WHAT IS EXPECTED
Output every line of the rows below as a numbered list, omitting any blank lines.

:: INPUT ::

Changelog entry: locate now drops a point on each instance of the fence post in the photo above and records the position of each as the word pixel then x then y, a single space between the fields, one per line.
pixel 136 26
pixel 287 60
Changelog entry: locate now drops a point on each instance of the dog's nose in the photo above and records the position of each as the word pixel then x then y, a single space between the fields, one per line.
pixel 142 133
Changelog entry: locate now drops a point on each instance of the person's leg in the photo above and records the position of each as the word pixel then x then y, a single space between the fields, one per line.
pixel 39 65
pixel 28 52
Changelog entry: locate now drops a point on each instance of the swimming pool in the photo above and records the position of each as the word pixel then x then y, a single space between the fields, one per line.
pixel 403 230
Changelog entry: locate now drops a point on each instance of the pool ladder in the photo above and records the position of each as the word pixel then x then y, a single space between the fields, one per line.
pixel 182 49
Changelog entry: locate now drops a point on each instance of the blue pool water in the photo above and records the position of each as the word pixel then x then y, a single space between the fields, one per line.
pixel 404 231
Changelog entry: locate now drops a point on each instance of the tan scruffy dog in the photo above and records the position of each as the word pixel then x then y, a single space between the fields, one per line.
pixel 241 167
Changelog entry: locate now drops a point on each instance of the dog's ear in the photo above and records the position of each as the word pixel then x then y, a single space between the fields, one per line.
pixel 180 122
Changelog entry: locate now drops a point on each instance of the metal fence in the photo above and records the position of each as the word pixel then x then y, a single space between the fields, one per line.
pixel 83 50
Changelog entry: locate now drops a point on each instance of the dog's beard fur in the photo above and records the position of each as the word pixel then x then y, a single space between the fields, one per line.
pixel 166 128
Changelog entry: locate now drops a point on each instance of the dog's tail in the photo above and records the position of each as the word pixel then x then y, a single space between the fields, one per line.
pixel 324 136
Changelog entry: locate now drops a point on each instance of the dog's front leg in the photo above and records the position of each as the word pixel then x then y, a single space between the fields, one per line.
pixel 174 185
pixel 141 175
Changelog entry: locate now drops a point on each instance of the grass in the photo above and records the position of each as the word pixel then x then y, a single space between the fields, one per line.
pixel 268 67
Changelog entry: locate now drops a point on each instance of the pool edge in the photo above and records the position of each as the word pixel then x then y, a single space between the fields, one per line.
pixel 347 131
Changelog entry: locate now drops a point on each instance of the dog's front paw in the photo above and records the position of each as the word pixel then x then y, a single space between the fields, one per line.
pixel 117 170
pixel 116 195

:::

ANSWER IN FULL
1. Changelog entry: locate now drops a point on each instance of the fence post in the photo above and records the position of each as the word pixel then x then y, a single space between the fields, one per line.
2. pixel 136 26
3. pixel 287 60
4. Changelog entry: locate now drops a point on each instance of the dog's nose in the photo above and records the position of each as the word pixel then x then y, a single space between the fields, one per line.
5. pixel 142 133
6. Changelog entry: locate now drops a point on each instance of the person's leg in the photo above and records the position of each as the word pixel then x then y, a single space between the fields, one per line.
7. pixel 39 65
8. pixel 28 52
9. Changelog entry: locate now drops a point on each instance of the swimming pool in the photo above and records the position of each as the word pixel then x then y, a single space between the fields, one per line.
10. pixel 403 230
11. Changelog entry: locate now drops a point on each instance of the pool ladder in the photo above and records the position of each as the word pixel then x then y, a single space between the fields, one per line.
12. pixel 182 49
13. Changelog entry: locate now drops a point on each instance of the blue pool water in the photo above and records the position of each as the word pixel then x then y, a single space between the fields, one per line.
14. pixel 404 231
15. Changelog entry: locate now drops a point on each instance of the tan scruffy dog in the photo above and records the position of each as the word pixel then x then y, a single space between the fields, one per line.
16. pixel 241 167
17. Changelog entry: locate now drops a point on each instance of the dog's ear in the photo above and records the position of each as the word pixel then x then y, a single space between the fields, one per line.
18. pixel 180 122
19. Changelog entry: locate now drops a point on each instance of the metal fence in the photo above and records the position of each as the word pixel then x then y, a single space between the fields, one per line.
20. pixel 83 50
21. Changelog entry: locate now drops a point on each instance of the dog's beard fur in the photo above and records the position of each as the word pixel then x then y, a single space between the fields, one per line.
22. pixel 166 128
23. Changelog entry: locate now drops a point on each instance of the dog's tail in the photo above and records the position of each as the word pixel then x then y, a single space between the fields, one per line.
24. pixel 324 136
25. Changelog entry: locate now drops a point on each instance of the dog's front leg in the photo above and records the position of each as the word pixel then x then y, a single space between the fields, one per line.
26. pixel 174 185
27. pixel 141 175
28. Changelog entry: locate now drops a point on each instance of the grass in the photo above and records the position of each as the word pixel then x then y, a single space between the fields, one per line.
29. pixel 268 67
30. Changelog entry: locate now drops a point on each instance of the pool edge in the photo above and records the position of each as the word pixel then x then y, a single space between the fields, one per line.
31. pixel 347 131
32. Changelog entry: locate now drops a point on each instance of the dog's front paw in the photo above and records the position of each as the word pixel then x then y, a single space between the fields, one per line.
33. pixel 117 170
34. pixel 116 195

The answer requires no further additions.